Point-per-instance localization data
== Segment start ==

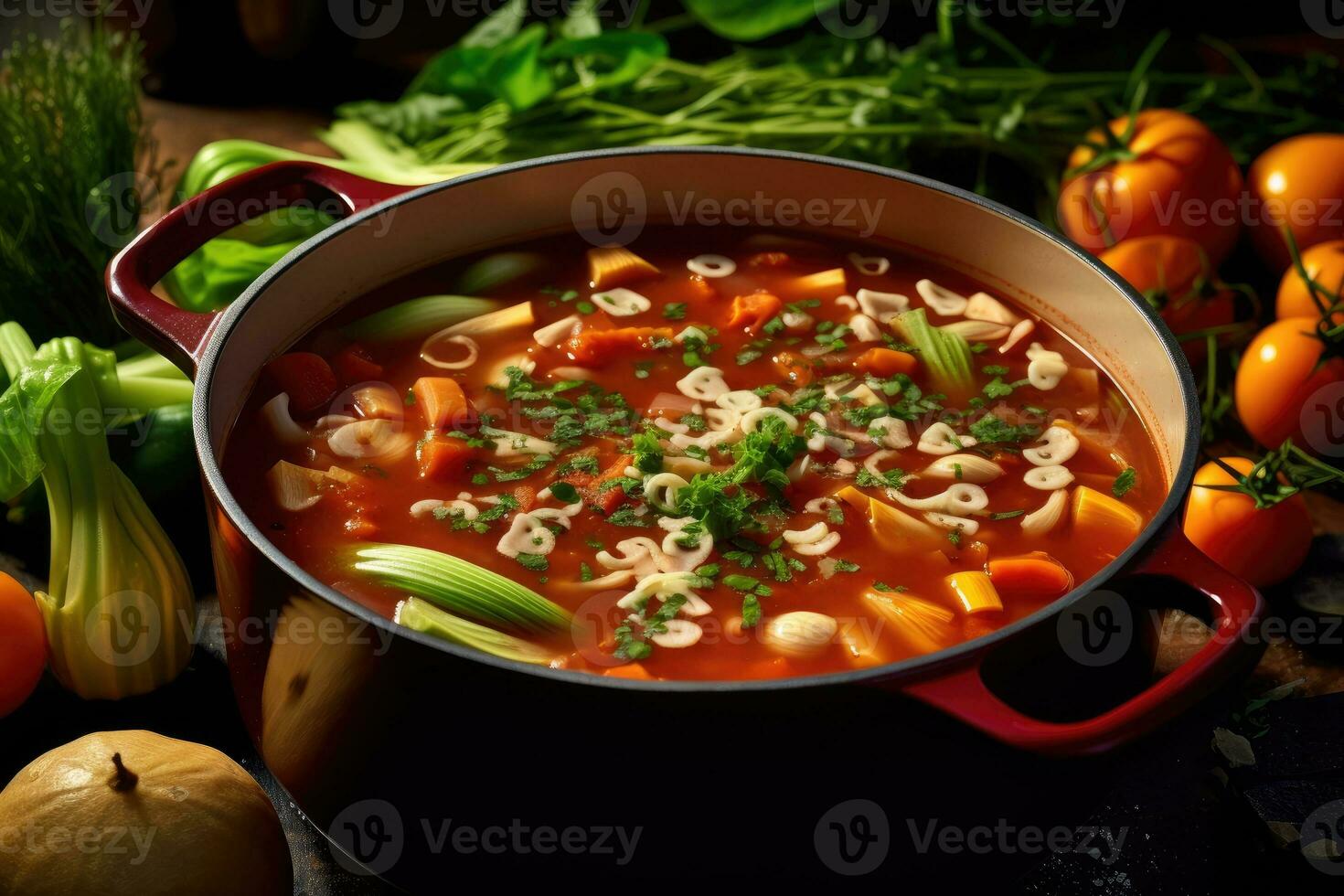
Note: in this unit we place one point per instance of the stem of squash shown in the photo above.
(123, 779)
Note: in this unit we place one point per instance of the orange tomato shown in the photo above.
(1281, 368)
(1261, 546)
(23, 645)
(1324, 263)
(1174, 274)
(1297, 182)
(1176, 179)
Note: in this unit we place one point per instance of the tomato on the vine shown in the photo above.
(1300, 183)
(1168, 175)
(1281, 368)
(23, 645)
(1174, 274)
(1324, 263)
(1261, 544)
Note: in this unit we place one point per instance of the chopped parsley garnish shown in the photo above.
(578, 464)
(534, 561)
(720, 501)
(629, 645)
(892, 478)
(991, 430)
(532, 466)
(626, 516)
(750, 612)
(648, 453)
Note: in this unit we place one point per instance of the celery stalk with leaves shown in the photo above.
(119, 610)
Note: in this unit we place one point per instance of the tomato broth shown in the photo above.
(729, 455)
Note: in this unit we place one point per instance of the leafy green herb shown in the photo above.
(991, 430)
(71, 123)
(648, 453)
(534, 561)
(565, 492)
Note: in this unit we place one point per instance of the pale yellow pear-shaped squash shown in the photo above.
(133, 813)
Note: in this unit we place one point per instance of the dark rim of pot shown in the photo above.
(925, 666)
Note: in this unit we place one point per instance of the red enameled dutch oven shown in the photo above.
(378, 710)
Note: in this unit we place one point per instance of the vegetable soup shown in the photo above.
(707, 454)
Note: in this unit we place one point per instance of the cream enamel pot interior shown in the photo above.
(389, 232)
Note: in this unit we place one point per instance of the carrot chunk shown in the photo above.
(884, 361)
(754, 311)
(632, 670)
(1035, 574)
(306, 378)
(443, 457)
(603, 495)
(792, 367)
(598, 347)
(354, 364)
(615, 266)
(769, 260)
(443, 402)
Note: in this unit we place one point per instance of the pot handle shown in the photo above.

== Segment end ==

> **DIRECTIONS**
Give a verbatim transcription of the entries, leaving out the pictures.

> **SOLUTION FOR THIS TASK**
Note: in this unit we place one point per instance of the stem of squash shown in the photo above.
(123, 779)
Note: in this unit we place one point per instance of the orange tomato shown in the photo above.
(1281, 368)
(1261, 546)
(23, 645)
(1324, 263)
(1174, 274)
(1297, 182)
(1176, 179)
Note: in this unit we place one point per instance of the tomato on the vine shown in the photo above.
(1300, 183)
(1168, 175)
(1281, 368)
(23, 645)
(1174, 274)
(1324, 263)
(1261, 544)
Note: in this unit we place one point per instance of the chopped parsley garnish shown in the photo above.
(578, 464)
(534, 561)
(720, 501)
(629, 645)
(892, 478)
(991, 430)
(532, 466)
(626, 516)
(750, 612)
(648, 453)
Note: in this unit we place one point per instance of the celery stalk with leaves shown in the photo above.
(119, 610)
Note: in this unit we place one point per instance of the tomato broth shown in the photo above.
(729, 455)
Note: in this unit we place one point per instance of the leafy green herb shown in the photo above.
(991, 430)
(71, 123)
(648, 453)
(534, 561)
(565, 492)
Note: in this unit we place one point per instance of the pale yellow pear-shaped squash shown in the photo above.
(133, 813)
Note: in this unit we place one point per instance of the dark rim of pot shown in the photo above.
(925, 666)
Note: in this unit we place one point per instance of the red enameled dutch oven shown in the photo above.
(378, 710)
Note: in this unit we place one point per instance of the vegetable soup shown in the photo above.
(707, 454)
Note: in this unit we place one point per instance of the cream enamel pot interior shown in the photo above.
(389, 232)
Note: in this unit we place one point per instance of the carrot chunk shown in the photo above.
(884, 361)
(754, 311)
(632, 670)
(1035, 574)
(306, 378)
(443, 457)
(603, 495)
(792, 367)
(598, 347)
(354, 364)
(615, 266)
(769, 260)
(443, 402)
Note: in this unit we place one point per instance of the pot handle shown in the photo above.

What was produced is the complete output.